-- Activity --
From the listing below, copy out every line where the word "target" appears.

-- Extracted entries --
=== Section Start ===

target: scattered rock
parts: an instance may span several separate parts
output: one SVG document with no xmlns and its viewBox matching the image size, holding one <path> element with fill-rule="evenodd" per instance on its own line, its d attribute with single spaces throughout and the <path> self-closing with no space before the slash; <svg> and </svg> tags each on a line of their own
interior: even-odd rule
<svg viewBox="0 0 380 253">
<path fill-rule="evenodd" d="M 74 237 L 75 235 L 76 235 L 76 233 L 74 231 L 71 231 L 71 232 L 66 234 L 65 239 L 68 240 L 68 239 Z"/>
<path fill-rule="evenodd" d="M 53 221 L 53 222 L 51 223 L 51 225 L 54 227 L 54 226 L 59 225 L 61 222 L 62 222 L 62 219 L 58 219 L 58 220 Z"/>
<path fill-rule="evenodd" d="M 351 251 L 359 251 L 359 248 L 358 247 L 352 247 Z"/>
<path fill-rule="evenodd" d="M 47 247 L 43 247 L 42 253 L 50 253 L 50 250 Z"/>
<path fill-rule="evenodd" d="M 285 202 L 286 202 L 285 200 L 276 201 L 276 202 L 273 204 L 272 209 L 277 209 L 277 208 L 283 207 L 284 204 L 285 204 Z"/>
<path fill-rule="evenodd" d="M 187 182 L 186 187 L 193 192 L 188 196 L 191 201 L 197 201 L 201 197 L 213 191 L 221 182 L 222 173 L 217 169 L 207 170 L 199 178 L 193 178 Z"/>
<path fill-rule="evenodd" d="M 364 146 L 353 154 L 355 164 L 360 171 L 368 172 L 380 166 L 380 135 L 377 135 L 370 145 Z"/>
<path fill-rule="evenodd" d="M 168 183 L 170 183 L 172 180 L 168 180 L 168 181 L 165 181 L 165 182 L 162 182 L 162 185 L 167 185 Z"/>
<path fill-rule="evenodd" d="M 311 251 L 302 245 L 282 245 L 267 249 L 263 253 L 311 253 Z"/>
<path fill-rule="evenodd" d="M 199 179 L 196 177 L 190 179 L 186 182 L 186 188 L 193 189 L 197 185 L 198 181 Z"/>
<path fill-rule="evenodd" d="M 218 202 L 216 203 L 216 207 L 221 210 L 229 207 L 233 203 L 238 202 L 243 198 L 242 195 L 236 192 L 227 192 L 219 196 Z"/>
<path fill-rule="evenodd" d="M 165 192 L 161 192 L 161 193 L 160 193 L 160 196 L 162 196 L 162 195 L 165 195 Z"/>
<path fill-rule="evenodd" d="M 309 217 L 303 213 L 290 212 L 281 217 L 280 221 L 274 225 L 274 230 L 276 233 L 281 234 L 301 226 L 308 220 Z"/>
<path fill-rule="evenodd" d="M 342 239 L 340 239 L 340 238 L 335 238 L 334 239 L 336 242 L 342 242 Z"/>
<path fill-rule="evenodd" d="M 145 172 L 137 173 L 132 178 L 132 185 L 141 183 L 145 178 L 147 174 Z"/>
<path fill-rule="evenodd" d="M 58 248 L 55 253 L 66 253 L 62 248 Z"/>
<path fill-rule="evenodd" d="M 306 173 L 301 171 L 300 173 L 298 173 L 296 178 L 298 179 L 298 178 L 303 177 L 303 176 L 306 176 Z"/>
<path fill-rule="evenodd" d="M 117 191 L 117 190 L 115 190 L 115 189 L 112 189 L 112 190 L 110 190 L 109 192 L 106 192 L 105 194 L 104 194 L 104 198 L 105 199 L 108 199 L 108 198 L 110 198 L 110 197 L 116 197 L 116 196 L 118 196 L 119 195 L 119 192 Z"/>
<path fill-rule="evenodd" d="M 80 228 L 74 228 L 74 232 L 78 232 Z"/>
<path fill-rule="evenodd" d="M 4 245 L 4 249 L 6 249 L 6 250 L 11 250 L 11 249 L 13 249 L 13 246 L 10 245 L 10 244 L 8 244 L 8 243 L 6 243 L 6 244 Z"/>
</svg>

=== Section End ===
=== Section Start ===

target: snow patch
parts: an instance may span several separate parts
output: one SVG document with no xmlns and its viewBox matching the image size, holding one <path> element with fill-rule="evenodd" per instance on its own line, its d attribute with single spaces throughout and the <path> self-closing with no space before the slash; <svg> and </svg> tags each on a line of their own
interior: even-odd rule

=== Section End ===
=== Section Start ===

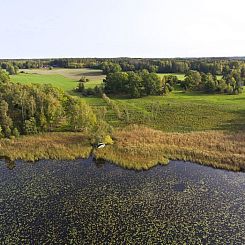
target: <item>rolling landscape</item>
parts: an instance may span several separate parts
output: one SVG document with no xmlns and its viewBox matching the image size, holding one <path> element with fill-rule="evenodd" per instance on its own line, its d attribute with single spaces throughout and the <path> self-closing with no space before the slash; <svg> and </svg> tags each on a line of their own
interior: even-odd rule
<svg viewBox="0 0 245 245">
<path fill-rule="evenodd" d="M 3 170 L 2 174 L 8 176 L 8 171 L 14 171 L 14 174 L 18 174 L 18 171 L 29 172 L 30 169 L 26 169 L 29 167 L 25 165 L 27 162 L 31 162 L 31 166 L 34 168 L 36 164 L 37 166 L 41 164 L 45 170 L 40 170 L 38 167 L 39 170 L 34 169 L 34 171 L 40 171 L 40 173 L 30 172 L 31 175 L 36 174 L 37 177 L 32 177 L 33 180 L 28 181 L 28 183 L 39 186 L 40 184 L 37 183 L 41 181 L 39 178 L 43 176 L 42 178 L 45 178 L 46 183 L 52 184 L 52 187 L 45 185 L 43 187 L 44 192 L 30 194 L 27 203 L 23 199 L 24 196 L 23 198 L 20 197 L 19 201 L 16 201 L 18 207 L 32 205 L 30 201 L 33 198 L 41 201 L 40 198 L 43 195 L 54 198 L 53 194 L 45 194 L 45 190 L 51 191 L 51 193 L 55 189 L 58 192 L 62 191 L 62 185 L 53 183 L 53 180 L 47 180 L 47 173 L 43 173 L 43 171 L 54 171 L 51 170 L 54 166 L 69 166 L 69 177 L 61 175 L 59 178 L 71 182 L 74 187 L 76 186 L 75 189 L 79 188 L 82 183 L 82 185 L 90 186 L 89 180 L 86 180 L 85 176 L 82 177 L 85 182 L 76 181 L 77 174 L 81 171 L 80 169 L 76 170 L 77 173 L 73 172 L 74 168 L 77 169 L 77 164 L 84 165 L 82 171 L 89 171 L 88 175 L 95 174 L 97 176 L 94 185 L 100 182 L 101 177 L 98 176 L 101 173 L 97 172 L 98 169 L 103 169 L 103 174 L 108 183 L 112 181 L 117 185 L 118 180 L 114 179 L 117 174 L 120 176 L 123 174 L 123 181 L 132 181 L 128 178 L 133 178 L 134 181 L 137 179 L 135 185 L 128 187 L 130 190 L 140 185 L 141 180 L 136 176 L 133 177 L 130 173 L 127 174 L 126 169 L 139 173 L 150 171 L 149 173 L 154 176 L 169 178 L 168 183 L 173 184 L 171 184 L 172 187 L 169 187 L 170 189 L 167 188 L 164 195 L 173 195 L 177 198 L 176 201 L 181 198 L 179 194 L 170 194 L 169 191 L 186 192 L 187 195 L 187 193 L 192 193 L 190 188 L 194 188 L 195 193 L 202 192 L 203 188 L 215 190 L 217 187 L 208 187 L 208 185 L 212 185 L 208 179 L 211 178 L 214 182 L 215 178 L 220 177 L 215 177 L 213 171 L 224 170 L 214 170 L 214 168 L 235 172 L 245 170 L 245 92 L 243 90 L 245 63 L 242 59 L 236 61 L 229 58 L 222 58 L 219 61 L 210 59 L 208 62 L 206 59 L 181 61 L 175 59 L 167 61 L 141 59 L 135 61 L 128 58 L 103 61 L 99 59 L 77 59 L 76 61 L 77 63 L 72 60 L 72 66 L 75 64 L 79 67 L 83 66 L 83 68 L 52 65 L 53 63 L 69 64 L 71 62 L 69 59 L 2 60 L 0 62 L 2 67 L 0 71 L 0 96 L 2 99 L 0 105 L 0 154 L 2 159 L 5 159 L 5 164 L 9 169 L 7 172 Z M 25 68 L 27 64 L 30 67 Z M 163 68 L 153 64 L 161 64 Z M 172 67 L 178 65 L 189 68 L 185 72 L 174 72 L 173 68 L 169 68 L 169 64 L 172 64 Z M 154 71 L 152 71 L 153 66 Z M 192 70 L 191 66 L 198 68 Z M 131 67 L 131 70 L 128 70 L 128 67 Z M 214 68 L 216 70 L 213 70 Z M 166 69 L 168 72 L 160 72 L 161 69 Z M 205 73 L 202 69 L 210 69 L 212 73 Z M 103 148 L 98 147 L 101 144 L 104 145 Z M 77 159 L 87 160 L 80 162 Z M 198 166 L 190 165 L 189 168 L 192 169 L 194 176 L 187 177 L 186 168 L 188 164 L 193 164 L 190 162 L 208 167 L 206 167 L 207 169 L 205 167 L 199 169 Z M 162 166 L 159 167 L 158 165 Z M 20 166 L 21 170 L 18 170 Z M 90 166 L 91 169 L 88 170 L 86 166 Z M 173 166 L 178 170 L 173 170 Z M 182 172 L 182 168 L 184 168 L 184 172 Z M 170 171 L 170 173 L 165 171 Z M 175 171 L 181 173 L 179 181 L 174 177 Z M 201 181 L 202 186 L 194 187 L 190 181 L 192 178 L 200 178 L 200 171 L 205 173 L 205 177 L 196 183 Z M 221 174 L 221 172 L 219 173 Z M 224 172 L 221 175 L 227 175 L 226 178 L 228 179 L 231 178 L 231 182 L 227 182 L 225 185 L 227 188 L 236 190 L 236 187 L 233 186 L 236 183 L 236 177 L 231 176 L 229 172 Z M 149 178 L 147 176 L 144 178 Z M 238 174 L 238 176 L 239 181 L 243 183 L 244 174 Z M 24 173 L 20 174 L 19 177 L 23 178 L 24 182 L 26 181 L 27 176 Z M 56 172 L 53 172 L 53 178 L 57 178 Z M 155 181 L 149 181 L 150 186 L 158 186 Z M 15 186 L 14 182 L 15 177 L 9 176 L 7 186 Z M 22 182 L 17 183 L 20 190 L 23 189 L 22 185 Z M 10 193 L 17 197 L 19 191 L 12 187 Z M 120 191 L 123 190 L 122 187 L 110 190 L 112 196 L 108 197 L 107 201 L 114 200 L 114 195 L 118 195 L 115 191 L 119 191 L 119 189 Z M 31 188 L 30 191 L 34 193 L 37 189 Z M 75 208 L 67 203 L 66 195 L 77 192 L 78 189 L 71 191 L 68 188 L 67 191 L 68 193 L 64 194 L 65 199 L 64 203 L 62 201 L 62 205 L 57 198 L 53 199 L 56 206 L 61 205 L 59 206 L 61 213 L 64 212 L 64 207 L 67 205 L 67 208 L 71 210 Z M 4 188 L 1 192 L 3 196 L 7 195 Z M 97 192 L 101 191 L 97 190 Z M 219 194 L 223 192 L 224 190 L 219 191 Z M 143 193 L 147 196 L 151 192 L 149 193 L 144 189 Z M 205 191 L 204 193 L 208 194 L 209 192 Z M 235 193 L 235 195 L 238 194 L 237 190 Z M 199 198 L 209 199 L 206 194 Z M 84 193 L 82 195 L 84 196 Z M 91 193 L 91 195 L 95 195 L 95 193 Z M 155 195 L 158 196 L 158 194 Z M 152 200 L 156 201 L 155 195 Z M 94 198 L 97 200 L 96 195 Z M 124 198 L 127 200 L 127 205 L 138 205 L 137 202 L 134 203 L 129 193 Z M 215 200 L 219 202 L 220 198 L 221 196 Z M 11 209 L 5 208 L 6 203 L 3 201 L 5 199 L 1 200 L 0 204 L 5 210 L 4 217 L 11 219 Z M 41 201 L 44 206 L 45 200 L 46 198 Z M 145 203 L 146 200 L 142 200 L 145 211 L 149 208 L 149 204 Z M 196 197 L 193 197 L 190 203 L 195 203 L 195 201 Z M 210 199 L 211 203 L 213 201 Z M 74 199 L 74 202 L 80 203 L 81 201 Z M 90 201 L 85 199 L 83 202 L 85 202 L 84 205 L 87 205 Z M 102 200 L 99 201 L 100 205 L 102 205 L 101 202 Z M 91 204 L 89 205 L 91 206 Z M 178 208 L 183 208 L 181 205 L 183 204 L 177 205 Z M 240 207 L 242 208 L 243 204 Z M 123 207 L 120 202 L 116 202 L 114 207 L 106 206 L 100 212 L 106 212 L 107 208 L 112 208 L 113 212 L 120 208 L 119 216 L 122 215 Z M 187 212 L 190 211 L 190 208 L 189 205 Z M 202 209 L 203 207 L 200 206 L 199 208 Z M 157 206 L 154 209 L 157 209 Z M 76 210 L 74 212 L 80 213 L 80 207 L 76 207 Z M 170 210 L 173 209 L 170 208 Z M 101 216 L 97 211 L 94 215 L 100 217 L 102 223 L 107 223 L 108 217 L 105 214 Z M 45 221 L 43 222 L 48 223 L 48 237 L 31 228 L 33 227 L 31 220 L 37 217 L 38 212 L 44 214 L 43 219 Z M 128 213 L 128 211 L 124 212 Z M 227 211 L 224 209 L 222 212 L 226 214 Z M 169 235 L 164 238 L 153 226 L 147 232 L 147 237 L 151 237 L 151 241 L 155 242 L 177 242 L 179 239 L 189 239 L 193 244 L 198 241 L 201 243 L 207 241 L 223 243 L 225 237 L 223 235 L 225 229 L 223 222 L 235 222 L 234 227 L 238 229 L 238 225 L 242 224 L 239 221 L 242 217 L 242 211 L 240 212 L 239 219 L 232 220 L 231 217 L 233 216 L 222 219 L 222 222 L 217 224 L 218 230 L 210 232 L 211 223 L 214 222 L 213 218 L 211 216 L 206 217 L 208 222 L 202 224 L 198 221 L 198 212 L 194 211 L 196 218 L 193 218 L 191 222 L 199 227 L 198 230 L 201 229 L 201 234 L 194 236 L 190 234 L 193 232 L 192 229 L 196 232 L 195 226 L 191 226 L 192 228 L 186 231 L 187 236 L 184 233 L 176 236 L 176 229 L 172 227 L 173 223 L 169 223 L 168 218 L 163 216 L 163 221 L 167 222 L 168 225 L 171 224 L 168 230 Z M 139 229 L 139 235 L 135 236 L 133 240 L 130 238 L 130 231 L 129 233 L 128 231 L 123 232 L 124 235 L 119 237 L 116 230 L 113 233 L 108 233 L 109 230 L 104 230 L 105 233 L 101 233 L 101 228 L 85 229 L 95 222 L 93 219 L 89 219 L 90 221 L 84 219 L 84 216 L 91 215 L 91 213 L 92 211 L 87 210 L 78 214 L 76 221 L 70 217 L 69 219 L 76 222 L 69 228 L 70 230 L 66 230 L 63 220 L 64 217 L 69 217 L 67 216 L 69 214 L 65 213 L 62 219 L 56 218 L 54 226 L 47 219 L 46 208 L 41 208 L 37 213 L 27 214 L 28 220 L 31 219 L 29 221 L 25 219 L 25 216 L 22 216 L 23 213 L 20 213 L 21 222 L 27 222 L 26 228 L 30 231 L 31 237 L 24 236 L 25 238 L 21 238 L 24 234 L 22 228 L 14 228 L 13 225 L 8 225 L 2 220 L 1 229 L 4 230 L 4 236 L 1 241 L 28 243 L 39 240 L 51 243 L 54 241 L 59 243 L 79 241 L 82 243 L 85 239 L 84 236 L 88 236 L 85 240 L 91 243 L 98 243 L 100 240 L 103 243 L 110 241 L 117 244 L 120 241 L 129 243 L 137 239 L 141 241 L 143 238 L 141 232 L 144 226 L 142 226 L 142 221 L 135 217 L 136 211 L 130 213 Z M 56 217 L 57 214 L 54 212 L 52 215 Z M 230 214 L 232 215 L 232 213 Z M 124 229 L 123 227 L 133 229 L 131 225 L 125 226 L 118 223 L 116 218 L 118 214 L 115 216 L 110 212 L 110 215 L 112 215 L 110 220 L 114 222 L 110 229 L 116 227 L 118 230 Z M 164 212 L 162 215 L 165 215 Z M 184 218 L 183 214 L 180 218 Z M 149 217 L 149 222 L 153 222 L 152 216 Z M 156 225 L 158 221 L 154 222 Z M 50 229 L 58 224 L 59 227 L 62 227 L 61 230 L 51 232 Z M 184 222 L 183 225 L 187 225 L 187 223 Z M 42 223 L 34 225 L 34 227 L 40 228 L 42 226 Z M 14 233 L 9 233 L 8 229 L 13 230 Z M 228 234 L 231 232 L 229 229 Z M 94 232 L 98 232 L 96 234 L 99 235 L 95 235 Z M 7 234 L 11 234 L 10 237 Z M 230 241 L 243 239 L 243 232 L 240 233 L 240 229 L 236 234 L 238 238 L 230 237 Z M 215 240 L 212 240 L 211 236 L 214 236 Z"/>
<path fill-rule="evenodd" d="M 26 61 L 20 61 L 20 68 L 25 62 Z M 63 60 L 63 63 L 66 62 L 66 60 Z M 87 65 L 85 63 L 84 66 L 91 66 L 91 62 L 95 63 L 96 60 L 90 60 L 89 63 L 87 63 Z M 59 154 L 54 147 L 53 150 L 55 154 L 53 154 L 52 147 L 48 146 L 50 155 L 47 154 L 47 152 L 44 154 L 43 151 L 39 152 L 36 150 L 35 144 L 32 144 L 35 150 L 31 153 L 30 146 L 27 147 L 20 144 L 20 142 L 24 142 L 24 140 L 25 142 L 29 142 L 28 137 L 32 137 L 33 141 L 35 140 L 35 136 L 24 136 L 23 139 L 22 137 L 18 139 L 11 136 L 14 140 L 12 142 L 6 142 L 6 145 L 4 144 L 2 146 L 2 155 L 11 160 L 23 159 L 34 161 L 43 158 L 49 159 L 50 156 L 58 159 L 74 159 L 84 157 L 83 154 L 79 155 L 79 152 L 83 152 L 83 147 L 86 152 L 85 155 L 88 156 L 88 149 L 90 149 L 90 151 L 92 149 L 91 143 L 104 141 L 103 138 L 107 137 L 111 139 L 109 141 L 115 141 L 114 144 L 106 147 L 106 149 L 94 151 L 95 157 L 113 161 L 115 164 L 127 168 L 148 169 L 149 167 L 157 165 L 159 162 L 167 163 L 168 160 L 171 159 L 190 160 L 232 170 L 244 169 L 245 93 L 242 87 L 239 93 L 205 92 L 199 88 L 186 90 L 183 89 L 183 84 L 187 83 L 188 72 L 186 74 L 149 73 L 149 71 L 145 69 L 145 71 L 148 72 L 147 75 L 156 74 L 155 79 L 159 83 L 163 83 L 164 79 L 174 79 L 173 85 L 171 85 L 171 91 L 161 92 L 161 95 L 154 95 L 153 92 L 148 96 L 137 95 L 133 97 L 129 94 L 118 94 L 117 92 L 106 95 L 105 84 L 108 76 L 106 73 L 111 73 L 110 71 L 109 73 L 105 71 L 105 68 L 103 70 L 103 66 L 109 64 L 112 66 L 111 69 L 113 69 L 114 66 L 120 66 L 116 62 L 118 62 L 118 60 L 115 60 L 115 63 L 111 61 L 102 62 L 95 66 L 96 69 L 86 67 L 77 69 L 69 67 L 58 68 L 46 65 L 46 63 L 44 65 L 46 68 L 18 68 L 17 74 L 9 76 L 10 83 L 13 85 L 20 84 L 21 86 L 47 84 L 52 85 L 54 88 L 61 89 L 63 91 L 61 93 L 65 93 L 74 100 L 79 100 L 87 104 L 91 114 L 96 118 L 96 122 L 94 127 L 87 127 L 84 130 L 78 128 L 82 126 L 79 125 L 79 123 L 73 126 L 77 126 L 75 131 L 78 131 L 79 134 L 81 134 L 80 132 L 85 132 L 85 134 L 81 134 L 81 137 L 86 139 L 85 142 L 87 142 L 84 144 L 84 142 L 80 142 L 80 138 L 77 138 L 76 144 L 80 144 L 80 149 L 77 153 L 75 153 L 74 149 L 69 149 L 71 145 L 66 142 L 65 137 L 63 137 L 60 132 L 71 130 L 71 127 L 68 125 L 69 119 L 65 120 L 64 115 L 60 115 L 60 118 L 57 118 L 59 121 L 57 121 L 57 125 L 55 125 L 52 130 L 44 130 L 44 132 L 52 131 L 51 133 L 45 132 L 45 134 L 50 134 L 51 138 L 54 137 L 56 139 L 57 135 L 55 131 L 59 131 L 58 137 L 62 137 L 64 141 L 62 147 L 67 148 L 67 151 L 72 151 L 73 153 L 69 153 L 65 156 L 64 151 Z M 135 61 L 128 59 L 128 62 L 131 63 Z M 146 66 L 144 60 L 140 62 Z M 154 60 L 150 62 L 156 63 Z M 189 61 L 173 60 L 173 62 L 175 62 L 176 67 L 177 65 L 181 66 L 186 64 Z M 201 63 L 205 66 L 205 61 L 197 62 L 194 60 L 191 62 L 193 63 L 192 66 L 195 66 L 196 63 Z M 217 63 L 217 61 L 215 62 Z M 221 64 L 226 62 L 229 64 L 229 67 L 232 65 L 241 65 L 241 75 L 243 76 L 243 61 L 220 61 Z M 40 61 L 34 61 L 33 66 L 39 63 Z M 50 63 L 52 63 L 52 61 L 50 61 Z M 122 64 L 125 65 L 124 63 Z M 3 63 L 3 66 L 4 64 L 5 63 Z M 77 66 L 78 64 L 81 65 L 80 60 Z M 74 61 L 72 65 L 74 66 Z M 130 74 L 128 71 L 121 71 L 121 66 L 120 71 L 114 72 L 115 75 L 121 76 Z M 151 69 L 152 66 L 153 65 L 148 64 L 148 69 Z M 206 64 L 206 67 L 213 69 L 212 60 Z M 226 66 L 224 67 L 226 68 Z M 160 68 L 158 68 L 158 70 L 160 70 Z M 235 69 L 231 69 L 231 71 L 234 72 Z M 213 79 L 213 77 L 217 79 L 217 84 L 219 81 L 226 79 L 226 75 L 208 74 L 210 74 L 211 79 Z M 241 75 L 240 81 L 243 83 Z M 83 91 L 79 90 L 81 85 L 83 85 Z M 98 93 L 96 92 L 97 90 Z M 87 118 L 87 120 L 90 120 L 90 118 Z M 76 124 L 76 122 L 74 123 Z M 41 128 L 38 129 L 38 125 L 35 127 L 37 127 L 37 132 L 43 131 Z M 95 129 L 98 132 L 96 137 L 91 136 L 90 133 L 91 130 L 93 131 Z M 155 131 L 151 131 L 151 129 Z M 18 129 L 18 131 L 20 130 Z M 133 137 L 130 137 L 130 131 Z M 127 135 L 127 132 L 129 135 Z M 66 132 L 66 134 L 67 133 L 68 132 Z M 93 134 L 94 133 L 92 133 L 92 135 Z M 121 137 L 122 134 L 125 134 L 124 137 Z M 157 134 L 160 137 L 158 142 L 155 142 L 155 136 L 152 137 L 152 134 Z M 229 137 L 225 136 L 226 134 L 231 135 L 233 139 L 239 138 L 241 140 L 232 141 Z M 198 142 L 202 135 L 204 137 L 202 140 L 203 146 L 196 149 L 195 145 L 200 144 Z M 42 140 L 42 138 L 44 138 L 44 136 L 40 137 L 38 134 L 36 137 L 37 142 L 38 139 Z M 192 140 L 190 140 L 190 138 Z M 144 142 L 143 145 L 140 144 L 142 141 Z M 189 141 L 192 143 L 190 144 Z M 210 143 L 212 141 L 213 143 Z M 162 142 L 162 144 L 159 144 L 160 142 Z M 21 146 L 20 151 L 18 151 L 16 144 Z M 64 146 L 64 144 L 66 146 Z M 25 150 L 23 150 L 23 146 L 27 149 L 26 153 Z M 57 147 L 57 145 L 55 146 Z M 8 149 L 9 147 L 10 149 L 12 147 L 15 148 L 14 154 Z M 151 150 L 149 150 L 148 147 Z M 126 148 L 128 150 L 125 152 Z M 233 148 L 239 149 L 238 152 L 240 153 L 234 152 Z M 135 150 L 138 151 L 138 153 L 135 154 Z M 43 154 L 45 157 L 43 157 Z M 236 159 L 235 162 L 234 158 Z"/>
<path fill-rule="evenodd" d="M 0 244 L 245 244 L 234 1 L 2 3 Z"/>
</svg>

=== Section End ===

-- Solution below --
target: scattered rock
target: snow patch
target: <item>rolling landscape</item>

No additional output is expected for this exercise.